# Start of PAGE EXTRACT

# When to give it up



## SWICS (Apr 2, 2008)

Okay group, I am looking for some advice. 
I am a one man show building a house for a client. This is my first home that i have stick built since being on my own. I bid the house out for the client. So it was a set price. Around here most of the builders bid their work, not a cost plus bid. So i bid it that way. Well that is where i went wrong. So now i am close to finishing the home, but i am short on money to pay everyone that needs paid. So here is were you all come in. How do you finish a home and pay everyone when there is not enough money to pay the subs and some materials? I am thinking about filing for bankruptcy, but i don't want to hurt my clients or the subs. Most of them are friends of mine. I really don't want to file, i have been trying to work with the bank, but i don't have enough credit to even try to get a loan to pay the subs and finish the home. Do you have any ideas or suggestions?


----------



## Teetorbilt (Feb 12, 2004)

Get a loan from your house? Borrow from your IRA?

It looks like you made some big mistakes and might learn from the school of hard knocks.


----------



## rselectric1 (Sep 20, 2009)

I can't offer any advice from experience because fortunately I have not been in your spot.

But you have the attitude in not trying to cut and run. (like so many do)

I hope there are some viable avenues presented here for you to make it all work out.


----------



## Mike Finley (Apr 28, 2004)

Maybe have a heart to heart talk with your client. Explain how you under bid the project and how you (and they) are now at a very bad spot in all this. Maybe you can work something out where you finish working at cost and in return they pay everybody off. The alternative unfortunately for them is a buch of leins against their new home.


----------



## WilsonRMDL (Sep 4, 2007)

Personal Loans. Not that I underbid a basement project by $5k and have been paying for their materials out of my own pocket for the last month. 

I'd sit down with the client and let them know the situation. That you want to make sure their house gets done and everyone else gets paid. 

If your that short on money they probably realized they were getting great deal at the beginning and were wondering why. Now they'll know.


----------



## SWICS (Apr 2, 2008)

Thanks for the advice. It seems that I have been learning from the school of hard knocks for sometime now. I don't want to cut and run. I put myself in this position and i just want to salvage something from it. I have tried personal loans but i am to new to have any credit with the bank that they wont even look. They told me to file for bankruptcy, but I can't even think about that. I have thought about talking to the homeowners like Mike said and that might be the only option that I have. Once again thanks..

# End of PAGE EXTRACT
# Start of GIVEN DATA

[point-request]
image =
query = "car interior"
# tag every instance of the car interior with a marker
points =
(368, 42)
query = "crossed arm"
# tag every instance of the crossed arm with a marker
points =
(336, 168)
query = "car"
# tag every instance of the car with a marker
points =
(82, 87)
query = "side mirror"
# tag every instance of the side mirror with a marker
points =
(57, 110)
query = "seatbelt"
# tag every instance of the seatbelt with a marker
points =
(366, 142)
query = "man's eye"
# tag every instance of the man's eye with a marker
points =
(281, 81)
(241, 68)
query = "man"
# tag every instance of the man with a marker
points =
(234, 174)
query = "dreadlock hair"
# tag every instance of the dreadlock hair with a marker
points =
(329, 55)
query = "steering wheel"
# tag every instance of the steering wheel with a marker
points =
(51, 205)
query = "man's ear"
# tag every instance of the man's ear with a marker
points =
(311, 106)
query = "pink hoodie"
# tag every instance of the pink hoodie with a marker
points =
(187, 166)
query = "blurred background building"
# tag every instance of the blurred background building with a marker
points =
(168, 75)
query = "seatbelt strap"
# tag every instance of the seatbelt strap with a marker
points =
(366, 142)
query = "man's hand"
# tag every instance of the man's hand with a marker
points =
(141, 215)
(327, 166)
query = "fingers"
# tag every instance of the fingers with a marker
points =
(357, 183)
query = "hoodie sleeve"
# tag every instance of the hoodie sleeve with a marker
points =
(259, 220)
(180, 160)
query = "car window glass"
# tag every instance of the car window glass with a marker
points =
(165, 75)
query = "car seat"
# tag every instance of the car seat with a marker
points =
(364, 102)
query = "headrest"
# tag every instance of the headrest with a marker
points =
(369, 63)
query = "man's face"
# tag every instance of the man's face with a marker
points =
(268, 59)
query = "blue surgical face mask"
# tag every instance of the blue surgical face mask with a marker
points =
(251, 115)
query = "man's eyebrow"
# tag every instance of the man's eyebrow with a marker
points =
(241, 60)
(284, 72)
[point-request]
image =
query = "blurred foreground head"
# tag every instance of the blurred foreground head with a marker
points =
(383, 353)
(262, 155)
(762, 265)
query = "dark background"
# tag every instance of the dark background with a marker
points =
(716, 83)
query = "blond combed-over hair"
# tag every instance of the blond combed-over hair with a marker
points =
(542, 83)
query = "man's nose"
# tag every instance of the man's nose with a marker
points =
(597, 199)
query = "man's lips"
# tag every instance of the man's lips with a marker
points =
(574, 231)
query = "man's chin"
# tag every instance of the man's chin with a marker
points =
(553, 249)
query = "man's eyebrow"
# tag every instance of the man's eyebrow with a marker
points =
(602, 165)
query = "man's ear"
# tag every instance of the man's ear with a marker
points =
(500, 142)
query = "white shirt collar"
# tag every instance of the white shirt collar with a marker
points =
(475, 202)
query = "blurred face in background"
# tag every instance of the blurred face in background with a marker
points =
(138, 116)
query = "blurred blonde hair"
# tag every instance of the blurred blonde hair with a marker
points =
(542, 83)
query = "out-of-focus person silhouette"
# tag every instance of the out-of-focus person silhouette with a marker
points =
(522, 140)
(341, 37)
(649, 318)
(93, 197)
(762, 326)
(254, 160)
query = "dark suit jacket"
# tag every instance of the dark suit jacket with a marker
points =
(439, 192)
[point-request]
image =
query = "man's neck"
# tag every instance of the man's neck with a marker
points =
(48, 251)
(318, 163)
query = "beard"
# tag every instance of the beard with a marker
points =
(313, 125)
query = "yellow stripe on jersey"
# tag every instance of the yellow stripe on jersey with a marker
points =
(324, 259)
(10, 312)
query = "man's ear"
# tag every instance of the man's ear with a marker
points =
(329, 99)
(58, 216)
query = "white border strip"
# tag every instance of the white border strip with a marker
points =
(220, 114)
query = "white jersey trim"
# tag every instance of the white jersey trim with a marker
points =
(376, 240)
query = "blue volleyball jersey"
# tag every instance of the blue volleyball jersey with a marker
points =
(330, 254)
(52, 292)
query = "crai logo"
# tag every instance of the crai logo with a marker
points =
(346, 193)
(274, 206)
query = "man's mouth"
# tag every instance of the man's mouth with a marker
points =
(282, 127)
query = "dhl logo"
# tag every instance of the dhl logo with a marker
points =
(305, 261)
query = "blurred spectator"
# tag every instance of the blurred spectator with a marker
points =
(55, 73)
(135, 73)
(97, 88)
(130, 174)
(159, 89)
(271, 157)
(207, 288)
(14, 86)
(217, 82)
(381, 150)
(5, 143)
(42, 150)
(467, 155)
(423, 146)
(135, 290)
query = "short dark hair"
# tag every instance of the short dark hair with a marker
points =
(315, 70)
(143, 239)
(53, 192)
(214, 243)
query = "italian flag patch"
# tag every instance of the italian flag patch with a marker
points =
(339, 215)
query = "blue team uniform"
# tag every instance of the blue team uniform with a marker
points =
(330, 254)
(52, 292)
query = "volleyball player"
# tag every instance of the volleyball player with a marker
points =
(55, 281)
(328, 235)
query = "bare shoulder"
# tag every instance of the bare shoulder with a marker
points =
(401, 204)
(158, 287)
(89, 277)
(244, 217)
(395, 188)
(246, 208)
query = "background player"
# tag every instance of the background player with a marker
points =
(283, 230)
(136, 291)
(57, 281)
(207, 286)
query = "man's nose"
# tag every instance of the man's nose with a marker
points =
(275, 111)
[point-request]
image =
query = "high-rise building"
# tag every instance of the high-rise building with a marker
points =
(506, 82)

# End of GIVEN DATA
# Start of GIVEN DATA

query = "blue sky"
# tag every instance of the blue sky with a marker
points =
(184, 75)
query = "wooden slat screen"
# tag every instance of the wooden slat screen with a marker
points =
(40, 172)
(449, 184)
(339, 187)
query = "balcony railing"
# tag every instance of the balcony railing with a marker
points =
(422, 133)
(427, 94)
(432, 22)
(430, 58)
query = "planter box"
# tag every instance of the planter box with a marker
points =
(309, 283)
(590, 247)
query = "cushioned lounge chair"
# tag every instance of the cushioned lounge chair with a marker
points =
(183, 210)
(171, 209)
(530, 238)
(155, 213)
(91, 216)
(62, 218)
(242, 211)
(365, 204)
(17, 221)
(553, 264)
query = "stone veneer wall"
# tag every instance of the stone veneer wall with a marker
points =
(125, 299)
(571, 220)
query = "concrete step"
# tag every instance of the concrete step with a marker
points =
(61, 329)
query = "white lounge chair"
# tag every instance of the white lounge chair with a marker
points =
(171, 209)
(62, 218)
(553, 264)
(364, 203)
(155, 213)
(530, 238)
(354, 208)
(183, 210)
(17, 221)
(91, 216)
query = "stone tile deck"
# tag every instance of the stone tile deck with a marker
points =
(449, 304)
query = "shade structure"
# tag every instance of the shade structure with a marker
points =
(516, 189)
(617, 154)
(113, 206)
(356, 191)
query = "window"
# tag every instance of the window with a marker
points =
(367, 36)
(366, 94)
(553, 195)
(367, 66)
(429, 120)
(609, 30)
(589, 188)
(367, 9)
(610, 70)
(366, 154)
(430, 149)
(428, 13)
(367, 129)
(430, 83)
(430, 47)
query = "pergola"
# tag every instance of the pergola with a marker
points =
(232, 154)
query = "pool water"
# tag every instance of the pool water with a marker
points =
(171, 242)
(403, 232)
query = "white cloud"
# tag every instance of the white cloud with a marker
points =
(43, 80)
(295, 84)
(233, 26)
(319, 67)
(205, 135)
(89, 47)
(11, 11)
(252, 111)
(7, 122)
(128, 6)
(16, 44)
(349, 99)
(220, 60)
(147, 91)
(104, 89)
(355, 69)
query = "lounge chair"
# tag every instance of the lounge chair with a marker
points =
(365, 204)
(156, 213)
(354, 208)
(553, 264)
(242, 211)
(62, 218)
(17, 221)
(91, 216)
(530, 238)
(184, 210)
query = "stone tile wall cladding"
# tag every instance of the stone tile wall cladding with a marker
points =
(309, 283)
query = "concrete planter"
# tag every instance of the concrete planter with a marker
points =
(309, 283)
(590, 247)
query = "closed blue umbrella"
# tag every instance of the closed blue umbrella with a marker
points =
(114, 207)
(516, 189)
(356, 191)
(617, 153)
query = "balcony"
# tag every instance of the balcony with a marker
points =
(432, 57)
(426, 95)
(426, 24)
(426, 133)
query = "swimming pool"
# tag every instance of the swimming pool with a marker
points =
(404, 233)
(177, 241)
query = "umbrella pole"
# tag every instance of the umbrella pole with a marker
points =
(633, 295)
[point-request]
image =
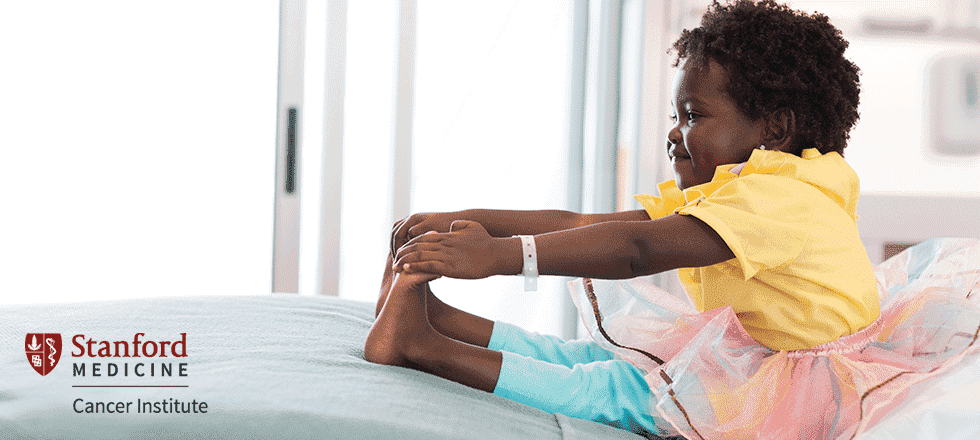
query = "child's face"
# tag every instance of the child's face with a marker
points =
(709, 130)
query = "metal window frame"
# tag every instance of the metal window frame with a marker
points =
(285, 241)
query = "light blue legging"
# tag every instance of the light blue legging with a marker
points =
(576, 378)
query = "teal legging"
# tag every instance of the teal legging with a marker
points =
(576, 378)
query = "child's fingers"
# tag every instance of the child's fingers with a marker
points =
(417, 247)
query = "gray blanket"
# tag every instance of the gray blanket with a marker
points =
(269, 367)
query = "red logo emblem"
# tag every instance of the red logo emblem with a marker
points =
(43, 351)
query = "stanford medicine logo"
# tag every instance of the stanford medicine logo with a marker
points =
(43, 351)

# End of GIVEN DATA
# Start of GIVEN DATA

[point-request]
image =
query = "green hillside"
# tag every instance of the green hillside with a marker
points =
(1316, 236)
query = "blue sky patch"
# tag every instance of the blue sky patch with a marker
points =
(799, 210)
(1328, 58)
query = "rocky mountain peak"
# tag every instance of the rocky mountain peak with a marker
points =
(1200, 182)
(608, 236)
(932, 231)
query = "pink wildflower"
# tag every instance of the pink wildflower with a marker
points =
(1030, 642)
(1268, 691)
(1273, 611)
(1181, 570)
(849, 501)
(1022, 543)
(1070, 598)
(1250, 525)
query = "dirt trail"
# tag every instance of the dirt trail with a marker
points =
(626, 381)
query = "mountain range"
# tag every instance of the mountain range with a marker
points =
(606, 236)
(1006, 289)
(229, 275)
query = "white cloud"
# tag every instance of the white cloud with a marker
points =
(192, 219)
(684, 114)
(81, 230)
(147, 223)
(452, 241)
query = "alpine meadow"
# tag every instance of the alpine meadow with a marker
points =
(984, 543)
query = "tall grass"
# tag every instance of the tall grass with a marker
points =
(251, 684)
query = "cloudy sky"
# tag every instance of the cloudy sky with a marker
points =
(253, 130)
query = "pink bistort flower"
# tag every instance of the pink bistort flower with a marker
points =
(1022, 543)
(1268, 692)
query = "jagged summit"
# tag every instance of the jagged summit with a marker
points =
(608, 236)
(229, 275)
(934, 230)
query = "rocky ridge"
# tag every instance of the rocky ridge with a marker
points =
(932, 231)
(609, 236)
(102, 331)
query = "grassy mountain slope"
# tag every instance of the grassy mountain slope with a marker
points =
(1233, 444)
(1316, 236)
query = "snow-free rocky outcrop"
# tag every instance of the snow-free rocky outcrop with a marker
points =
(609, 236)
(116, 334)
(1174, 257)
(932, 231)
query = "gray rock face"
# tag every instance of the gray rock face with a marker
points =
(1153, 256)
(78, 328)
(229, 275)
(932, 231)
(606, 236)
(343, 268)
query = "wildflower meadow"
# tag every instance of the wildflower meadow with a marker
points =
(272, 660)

# End of GIVEN DATA

### SHORT PROBLEM A:
Which lines of the records contain the string "range"? Pull out each of them.
### SHORT PROBLEM B:
Resume the forum thread about the underbid house build, picking up right after its final post.
The forum thread and the records have no connection to each other.

### TASK RESPONSE A:
query = "mountain range"
# tag every instance of the mountain range with a marker

### TASK RESPONSE B:
----------



## thom (Nov 3, 2006)

filing for bankruptcy gets you out of the situation, it does not solve the situation. 

Like others have said, you need to be honest with your customer. The subs and suppliers will file liens against the house and the owner will be forced to pay them anyway.


----------



## MarkNoV (Apr 29, 2006)

> How do you finish a home and pay everyone when there is not enough money to pay the subs and some materials?


1) Stop immediately, don't finish the house.

2)Take all the money you have and talk to the subs and the suppliers. They will, most likely, settle for less than they are owed. Have them agree (in writing) not to lien.

3) Last, talk to the homie. Tell them you are unable to finish the house, but there will be no liens. The homie has a choice of either keeping you and paying more or hiring someone else and suing. When they sue file for bankruptcy. 

Mark

.


----------



## Cole82 (Nov 22, 2008)

Are you inexperienced at bidding or did something go horrible wrong? Around here a buffer for a small new house is 30-40gs before we break even. 

Personally I would stop all work have a meeting with the HO and show them the big number of how short on money you are. Explain to them there are a couple of option to get the house finished. 1 they can keep you and they pay the extra money to finish. 2 they don't pay and they get a bunch of leins on there new house. 3. Bankrupt


----------



## JohnFRWhipple (Oct 20, 2009)

*People will surprise you*

Some great advice in this thread.

I think people will surprise you. If you where one of 3 bids say and you got the work because you where 30K under the client will have an idea what it should have, could have cost them. Now you have the big heart to heart and you figure you need another 25K to finish the job they in this situtation will still be ahead 5K over the closet bid.

If you have struggled and made errors that have cost time and materials the client might not be so willing. 

Seems to me your head and heart are in the right place - leave your pride at home and ask your clients for help. Explain what you have above and I bet you two or three will come to a acceptable agreement.

Clients always surprise me - good and bad.


----------



## nailman (Sep 4, 2008)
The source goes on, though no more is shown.